REGISTROS PROPORCIONADOS:

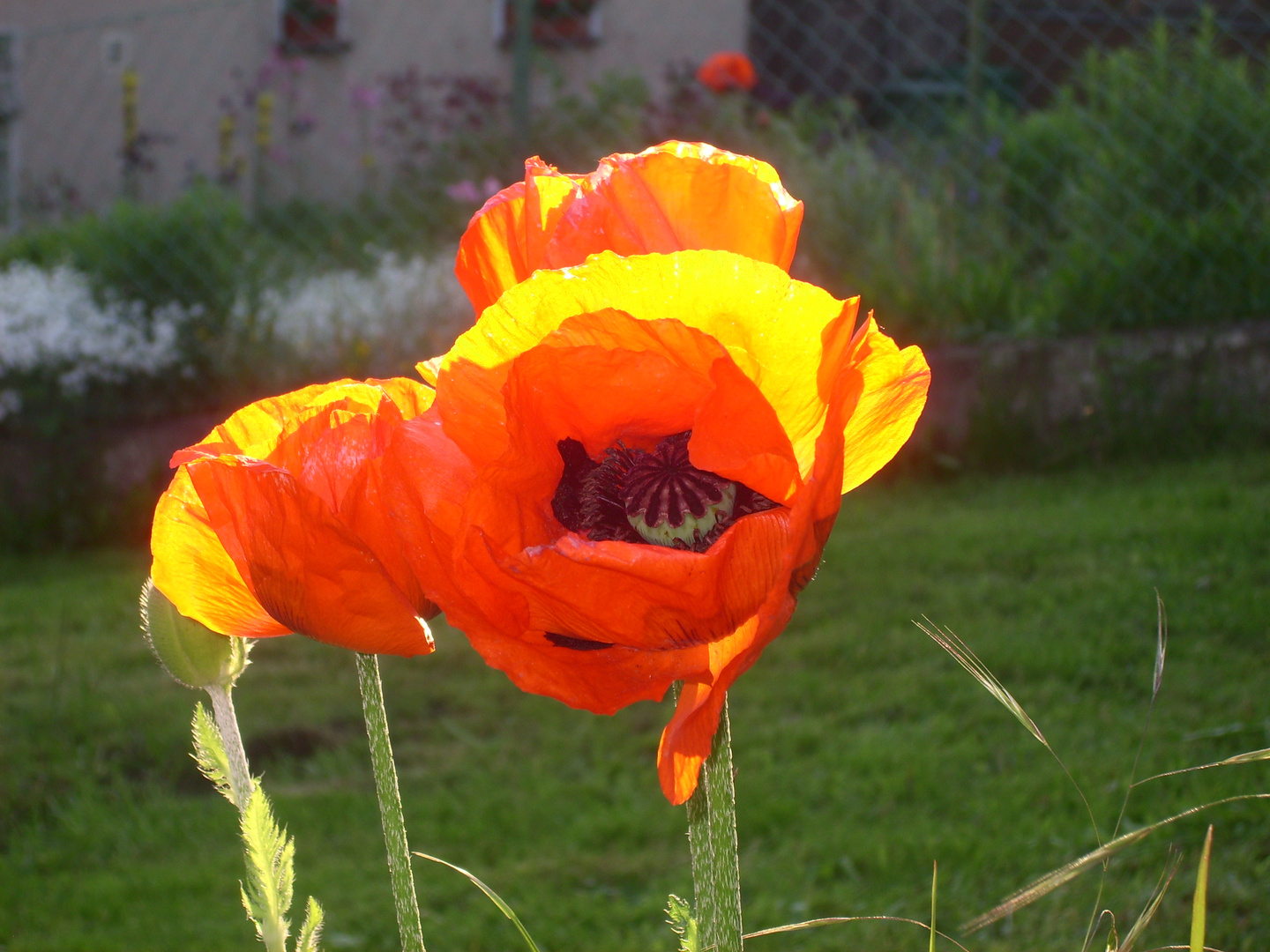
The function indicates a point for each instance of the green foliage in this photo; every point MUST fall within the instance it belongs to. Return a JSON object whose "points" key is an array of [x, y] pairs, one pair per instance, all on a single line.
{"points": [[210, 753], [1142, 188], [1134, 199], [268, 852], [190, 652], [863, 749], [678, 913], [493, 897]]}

* * *

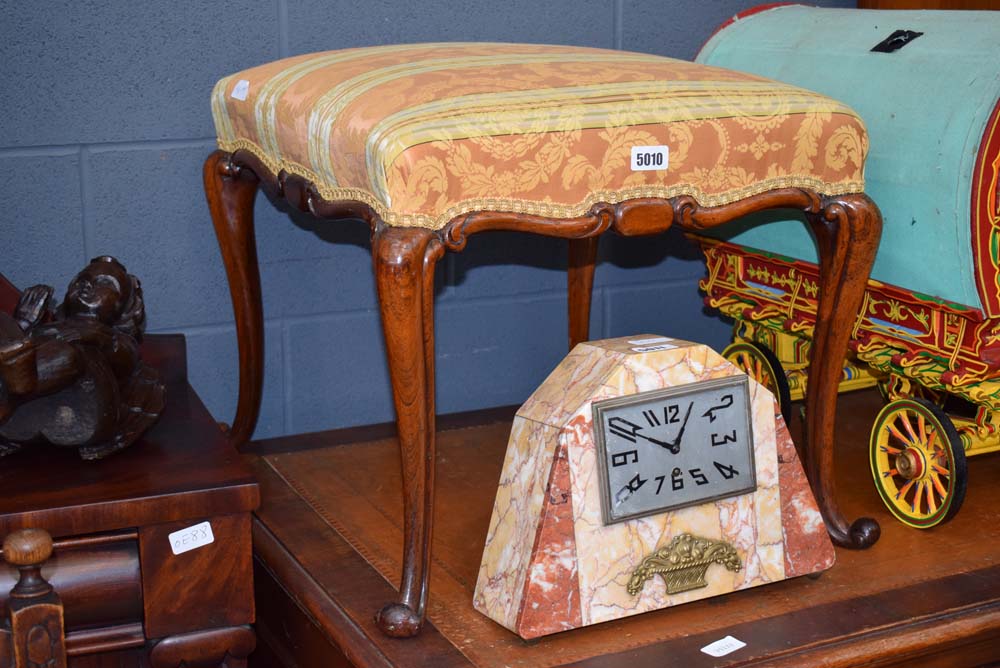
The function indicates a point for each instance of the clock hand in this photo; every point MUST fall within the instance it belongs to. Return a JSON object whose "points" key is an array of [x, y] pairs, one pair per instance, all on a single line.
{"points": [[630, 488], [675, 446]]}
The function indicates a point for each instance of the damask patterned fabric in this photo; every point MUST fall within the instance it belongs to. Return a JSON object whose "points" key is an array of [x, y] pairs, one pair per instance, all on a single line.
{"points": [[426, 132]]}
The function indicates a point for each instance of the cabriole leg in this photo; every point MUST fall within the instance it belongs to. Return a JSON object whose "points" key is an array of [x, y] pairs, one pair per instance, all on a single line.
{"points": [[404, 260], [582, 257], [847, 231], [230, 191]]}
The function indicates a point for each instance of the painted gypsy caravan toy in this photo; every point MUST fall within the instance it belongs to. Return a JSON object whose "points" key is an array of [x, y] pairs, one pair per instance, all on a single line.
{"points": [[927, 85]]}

INSTRUCCIONES DE LA TAREA:
Extrae de los registros cada línea que contenga la palabra "painted", teniendo en cuenta la distinción entre mayúsculas y minúsculas.

SOLUCIÓN ESCRITA:
The function indicates a point for each instance of the painted gypsy caravan toy in this photo; every point MUST fall within the instance it belongs to. Return a JSON object whose "points" key is an array of [x, y] pairs, one pair per instance, all on a single line.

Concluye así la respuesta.